- YOUR INSTRUCTIONS
Nothing in the records may be left out or reworded; return them exactly.

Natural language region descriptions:
========

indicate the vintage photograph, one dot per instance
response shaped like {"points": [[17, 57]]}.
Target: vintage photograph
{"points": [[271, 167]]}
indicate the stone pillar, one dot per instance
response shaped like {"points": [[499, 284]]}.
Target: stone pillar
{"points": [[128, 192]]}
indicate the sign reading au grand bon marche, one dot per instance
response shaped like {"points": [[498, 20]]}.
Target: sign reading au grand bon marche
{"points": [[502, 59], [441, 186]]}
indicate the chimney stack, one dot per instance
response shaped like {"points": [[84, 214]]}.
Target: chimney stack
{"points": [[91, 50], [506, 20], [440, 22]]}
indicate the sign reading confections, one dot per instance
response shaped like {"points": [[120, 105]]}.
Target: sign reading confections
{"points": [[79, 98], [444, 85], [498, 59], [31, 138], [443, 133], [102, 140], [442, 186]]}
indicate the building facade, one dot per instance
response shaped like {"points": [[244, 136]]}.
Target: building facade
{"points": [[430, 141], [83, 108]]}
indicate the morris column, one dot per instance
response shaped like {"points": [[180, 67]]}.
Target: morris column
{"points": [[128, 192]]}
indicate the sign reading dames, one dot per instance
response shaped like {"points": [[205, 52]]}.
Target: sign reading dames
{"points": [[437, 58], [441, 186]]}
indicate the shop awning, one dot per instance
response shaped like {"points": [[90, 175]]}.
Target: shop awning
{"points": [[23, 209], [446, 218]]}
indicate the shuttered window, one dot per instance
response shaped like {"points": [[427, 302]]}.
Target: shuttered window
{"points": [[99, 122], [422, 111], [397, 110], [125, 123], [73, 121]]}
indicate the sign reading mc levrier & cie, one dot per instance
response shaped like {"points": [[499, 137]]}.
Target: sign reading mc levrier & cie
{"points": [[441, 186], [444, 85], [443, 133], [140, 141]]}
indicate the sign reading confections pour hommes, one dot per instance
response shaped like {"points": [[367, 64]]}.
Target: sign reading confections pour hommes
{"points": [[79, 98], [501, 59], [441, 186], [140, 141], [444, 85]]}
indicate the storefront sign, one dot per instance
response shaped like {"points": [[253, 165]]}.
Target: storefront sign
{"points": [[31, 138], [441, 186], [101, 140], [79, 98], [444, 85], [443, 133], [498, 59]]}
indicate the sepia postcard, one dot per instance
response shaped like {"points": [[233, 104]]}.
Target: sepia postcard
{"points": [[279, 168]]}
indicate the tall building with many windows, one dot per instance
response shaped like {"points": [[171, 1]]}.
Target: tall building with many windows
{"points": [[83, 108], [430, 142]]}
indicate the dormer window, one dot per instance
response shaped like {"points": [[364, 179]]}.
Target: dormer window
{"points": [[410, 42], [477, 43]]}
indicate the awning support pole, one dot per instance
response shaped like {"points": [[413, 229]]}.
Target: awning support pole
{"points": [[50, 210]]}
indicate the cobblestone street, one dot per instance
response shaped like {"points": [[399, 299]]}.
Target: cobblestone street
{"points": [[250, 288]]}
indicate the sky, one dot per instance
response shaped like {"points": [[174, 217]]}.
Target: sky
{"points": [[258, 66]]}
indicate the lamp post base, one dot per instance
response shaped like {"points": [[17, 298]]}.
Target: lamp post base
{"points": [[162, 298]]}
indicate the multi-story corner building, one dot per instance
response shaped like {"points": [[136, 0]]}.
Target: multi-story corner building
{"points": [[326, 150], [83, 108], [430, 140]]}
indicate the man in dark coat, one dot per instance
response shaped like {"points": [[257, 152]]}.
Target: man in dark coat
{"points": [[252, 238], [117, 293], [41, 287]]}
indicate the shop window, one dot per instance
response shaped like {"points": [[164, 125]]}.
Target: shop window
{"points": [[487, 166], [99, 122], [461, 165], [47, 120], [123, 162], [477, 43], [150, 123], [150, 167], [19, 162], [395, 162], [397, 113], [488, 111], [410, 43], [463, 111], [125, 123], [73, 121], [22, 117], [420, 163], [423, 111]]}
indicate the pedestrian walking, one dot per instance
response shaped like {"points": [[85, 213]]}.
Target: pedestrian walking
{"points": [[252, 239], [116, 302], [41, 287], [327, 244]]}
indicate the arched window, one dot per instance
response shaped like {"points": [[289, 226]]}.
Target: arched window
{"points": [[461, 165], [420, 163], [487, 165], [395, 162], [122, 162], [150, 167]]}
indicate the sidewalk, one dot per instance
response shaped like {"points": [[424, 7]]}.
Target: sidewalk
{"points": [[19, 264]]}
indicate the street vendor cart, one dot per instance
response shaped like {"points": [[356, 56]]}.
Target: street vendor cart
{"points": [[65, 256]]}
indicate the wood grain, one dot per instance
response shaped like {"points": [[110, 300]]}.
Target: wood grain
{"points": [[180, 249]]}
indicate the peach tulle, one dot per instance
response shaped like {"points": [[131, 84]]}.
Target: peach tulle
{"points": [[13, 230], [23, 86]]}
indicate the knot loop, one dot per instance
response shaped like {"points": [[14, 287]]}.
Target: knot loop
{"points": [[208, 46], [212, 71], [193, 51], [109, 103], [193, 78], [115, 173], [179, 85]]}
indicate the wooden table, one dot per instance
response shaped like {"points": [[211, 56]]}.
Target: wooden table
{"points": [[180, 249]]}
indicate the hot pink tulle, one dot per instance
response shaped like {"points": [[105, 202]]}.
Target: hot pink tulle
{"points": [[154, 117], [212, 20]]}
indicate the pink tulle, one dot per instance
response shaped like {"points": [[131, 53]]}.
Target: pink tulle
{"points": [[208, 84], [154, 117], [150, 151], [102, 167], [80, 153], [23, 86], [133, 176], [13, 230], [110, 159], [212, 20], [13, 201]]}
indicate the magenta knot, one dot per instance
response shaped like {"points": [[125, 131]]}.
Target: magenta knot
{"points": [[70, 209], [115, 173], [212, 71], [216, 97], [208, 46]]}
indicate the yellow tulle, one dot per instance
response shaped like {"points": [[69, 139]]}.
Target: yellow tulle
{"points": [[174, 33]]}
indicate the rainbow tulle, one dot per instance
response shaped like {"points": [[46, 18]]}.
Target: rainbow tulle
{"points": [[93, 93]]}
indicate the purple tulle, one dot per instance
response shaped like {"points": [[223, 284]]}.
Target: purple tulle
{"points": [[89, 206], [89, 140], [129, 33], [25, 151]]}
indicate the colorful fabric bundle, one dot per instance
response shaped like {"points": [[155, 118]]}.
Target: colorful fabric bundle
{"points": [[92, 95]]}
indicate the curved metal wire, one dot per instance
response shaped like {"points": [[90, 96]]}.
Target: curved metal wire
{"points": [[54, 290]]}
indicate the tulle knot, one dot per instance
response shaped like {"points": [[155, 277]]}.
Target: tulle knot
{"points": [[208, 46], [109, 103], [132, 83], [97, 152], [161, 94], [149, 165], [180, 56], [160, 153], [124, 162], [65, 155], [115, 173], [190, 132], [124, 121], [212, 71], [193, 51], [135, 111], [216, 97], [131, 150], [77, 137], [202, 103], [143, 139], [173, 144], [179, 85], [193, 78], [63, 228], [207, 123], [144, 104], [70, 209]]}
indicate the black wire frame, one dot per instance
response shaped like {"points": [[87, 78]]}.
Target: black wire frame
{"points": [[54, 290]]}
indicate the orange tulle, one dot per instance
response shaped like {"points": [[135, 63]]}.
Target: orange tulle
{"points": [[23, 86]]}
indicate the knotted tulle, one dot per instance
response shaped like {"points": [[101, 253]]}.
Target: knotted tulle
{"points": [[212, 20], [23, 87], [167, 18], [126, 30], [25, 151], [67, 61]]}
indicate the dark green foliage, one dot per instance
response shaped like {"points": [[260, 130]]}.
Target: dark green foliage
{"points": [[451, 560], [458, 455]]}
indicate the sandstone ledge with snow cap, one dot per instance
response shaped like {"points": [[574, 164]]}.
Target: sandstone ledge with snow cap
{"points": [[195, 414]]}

========

- EXERCISE SOLUTION
indicate the vintage photograph, one dot per instance
response shaped like {"points": [[17, 57]]}.
Target: vintage photograph
{"points": [[271, 167]]}
indicate the stone pillar, one dot per instance
response shaped like {"points": [[499, 284]]}.
Target: stone pillar
{"points": [[128, 192]]}
indicate the sign reading au grand bon marche, one dot per instance
response shaped like {"points": [[498, 20]]}.
Target: sign reading au grand bon marche
{"points": [[502, 59], [441, 186]]}
indicate the chimney stack, one dot per instance
response shaped like {"points": [[84, 214]]}.
Target: chimney stack
{"points": [[91, 50], [506, 20], [440, 22]]}
indicate the sign reading confections, one dot per instance
response shaped like {"points": [[120, 105]]}.
Target: sign reading confections
{"points": [[79, 98], [444, 85], [498, 59], [31, 138], [443, 133], [102, 140], [442, 186]]}
indicate the building facade, one dot per instance
response shaped like {"points": [[244, 136]]}.
Target: building facade
{"points": [[430, 141], [83, 108]]}
indicate the morris column, one dot per instance
response shaped like {"points": [[180, 67]]}.
Target: morris column
{"points": [[128, 192]]}
indicate the sign reading dames, one dot per instance
response shaped like {"points": [[205, 52]]}.
Target: sign reading dames
{"points": [[437, 58], [441, 186]]}
indicate the shop awning, one dot per instance
response shaped like {"points": [[90, 175]]}.
Target: shop awning
{"points": [[23, 209], [446, 218]]}
indicate the shuttered window, one dot per instance
response shaped like {"points": [[427, 302]]}.
Target: shuttered window
{"points": [[99, 122], [422, 111], [397, 110], [125, 123], [73, 121]]}
indicate the sign reading mc levrier & cie, one dot per instance
response shaped like {"points": [[499, 137]]}.
Target: sign reading mc levrier & cie
{"points": [[441, 186], [444, 85], [443, 133], [140, 141]]}
indicate the sign reading confections pour hommes, one dot per instance
response shaped like {"points": [[367, 64]]}.
Target: sign reading confections pour hommes
{"points": [[79, 98], [501, 59], [441, 186], [140, 141], [444, 85]]}
indicate the storefront sign, one dot per instance
response shaped like {"points": [[253, 165]]}.
Target: storefront sign
{"points": [[31, 138], [441, 186], [101, 140], [79, 98], [444, 85], [443, 133], [498, 59]]}
indicate the sepia postcard, one dot per instance
response shaped like {"points": [[233, 104]]}.
Target: sepia postcard
{"points": [[279, 168]]}
indicate the tall building with many windows, one dot per instance
response shaped like {"points": [[171, 1]]}.
Target: tall building with many windows
{"points": [[83, 108], [430, 142]]}
indicate the dormer window, one dot per instance
response shaped like {"points": [[364, 179]]}.
Target: dormer window
{"points": [[410, 42], [477, 43]]}
indicate the awning support pole, one dot per instance
response shaped like {"points": [[413, 229]]}.
Target: awning support pole
{"points": [[50, 210]]}
indicate the cobblestone street, one dot per instance
response shaped like {"points": [[399, 299]]}.
Target: cobblestone street
{"points": [[250, 288]]}
indicate the sky, one dot per instance
response shaped like {"points": [[174, 217]]}.
Target: sky
{"points": [[258, 66]]}
indicate the lamp post base, one dot per instance
response shaped like {"points": [[17, 298]]}.
Target: lamp post base
{"points": [[162, 298]]}
indicate the multi-story corner building, one dot per instance
response shaped like {"points": [[136, 0]]}.
Target: multi-story corner building
{"points": [[326, 150], [83, 108], [430, 140]]}
indicate the man in dark coat, one dot per instance
response shaped like {"points": [[257, 152]]}.
Target: man in dark coat
{"points": [[252, 238], [117, 293], [41, 287]]}
indicate the shop window, one dot per instance
response shaped like {"points": [[164, 125]]}.
Target: shop window
{"points": [[487, 166], [99, 122], [461, 165], [47, 120], [123, 162], [477, 43], [150, 123], [150, 167], [19, 162], [395, 162], [397, 113], [488, 111], [410, 43], [463, 111], [125, 123], [73, 121], [22, 117], [420, 163], [423, 111]]}
indicate the pedestrian walking, one dot per instance
response shaped like {"points": [[85, 213]]}.
Target: pedestrian walking
{"points": [[252, 239], [116, 302], [41, 287], [327, 244]]}
indicate the arched window, one dot per instance
response shaped like {"points": [[289, 226]]}.
Target: arched window
{"points": [[461, 165], [420, 163], [487, 165], [395, 162], [122, 162], [150, 167]]}
indicate the sidewalk, one dot per instance
response shaped like {"points": [[424, 7]]}.
Target: sidewalk
{"points": [[19, 264]]}
indicate the street vendor cart, one dot per instance
response shaped like {"points": [[356, 56]]}.
Target: street vendor cart
{"points": [[65, 256]]}
indicate the wood grain, one dot per instance
response shaped like {"points": [[110, 300]]}.
Target: wood grain
{"points": [[180, 249]]}
indicate the peach tulle, one dot per instance
response shaped like {"points": [[131, 84]]}.
Target: peach tulle
{"points": [[13, 230], [23, 86]]}
indicate the knot loop, one dot per instance
response shaped like {"points": [[14, 287]]}.
Target: knot loop
{"points": [[208, 46], [212, 71], [193, 51], [109, 103], [193, 78], [115, 173], [179, 85]]}
indicate the wooden table, one dot per instance
response shaped like {"points": [[211, 56]]}.
Target: wooden table
{"points": [[180, 249]]}
indicate the hot pink tulle, one dot per instance
response shaped like {"points": [[105, 202]]}.
Target: hot pink tulle
{"points": [[154, 117], [212, 20]]}
indicate the pink tulle, one dot per instance
response shaped like {"points": [[131, 53]]}.
Target: pink tulle
{"points": [[208, 84], [154, 117], [150, 151], [102, 167], [80, 153], [23, 86], [133, 176], [13, 230], [110, 159], [212, 20], [13, 201]]}
indicate the magenta knot, one dot per instance
response shaped like {"points": [[125, 131]]}.
Target: magenta knot
{"points": [[70, 209], [115, 173], [212, 71], [216, 97], [208, 46]]}
indicate the yellow tulle, one dot per instance
response shaped like {"points": [[69, 139]]}.
Target: yellow tulle
{"points": [[174, 33]]}
indicate the rainbow tulle, one dot per instance
response shaped like {"points": [[46, 18]]}.
Target: rainbow tulle
{"points": [[93, 93]]}
indicate the purple tulle, one dot per instance
response shaped like {"points": [[223, 284]]}.
Target: purple tulle
{"points": [[89, 206], [89, 140], [129, 33], [25, 151]]}
indicate the colorful fabric bundle, one dot per instance
response shaped like {"points": [[155, 118]]}.
Target: colorful fabric bundle
{"points": [[92, 95]]}
indicate the curved metal wire, one dot per instance
response shaped like {"points": [[90, 96]]}.
Target: curved metal wire
{"points": [[54, 290]]}
indicate the tulle knot, one dot per instance
response shaped like {"points": [[155, 277]]}.
Target: tulle knot
{"points": [[208, 46], [109, 103], [132, 83], [97, 152], [161, 94], [149, 165], [180, 56], [160, 153], [124, 162], [65, 155], [115, 173], [190, 132], [124, 121], [212, 71], [193, 51], [135, 111], [216, 97], [131, 150], [77, 137], [202, 103], [143, 139], [173, 144], [179, 85], [193, 78], [63, 228], [207, 123], [144, 104], [70, 209]]}
indicate the black wire frame, one dot per instance
response shaped like {"points": [[87, 78]]}.
Target: black wire frame
{"points": [[54, 290]]}
indicate the orange tulle, one dot per instance
response shaped like {"points": [[135, 63]]}.
Target: orange tulle
{"points": [[23, 86]]}
indicate the knotted tulle, one dot per instance
response shaped like {"points": [[101, 253]]}.
Target: knotted tulle
{"points": [[212, 20], [23, 87], [167, 18], [126, 30], [25, 151], [67, 61]]}
indicate the dark green foliage, one dot per instance
response shaped like {"points": [[260, 130]]}.
Target: dark green foliage
{"points": [[451, 560], [458, 455]]}
indicate the sandstone ledge with snow cap, one dot per instance
response shaped like {"points": [[574, 164]]}.
Target: sandstone ledge with snow cap
{"points": [[195, 414]]}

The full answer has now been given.